- _SELECTED EXCERPT_:
• • •

- Citizenship: Kenyan
- Occupations: Actor; Writer; Director;
- Years active: 2009–present
- Known for: The Marshal of Finland
- Notable work: Pray and Prey Shattered Mission to Rescue

= Gilbert Lukalia =

Kenyan actor and film director

Gilbert Lukalia is a Kenyan actor and film director.

==Career==
Lukalia grew up in a military family and began his early career as a stage actor at the Kenya National Theatre. He has also worked in multiple positions in the film industry: as an assistant director and producer He is currently working at the Nairobi based Dream House Productions, which produces theatre plays, music events, TV-series and films both for Tv and big screen

He has acted and directed award-winning feature films and TV series in Kenya including Mission to Rescue, Shattered, Pray and Prey, Lost in Africa and the First Grader.

Mission to Rescue was in 2021 selected as Kenya's submission at the 94th Academy Awards in the Best International Feature Film category.

He has also directed some international films such as The Marshal of Finland. The film's world premiere was at The Helsinki International Love & Anarchy Film Festival on 28 September 2012.

• • •

- _Data items_:

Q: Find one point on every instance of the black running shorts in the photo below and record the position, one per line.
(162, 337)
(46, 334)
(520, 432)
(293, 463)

• • •

Using the Gilbert Lukalia biography, explain what supports its statement that he has worked in multiple positions in the film industry.

The biography says that, besides acting and directing, he has worked as an assistant director and as a producer. He acted in and directed feature films and TV series in Kenya, and he also directed international films such as The Marshal of Finland.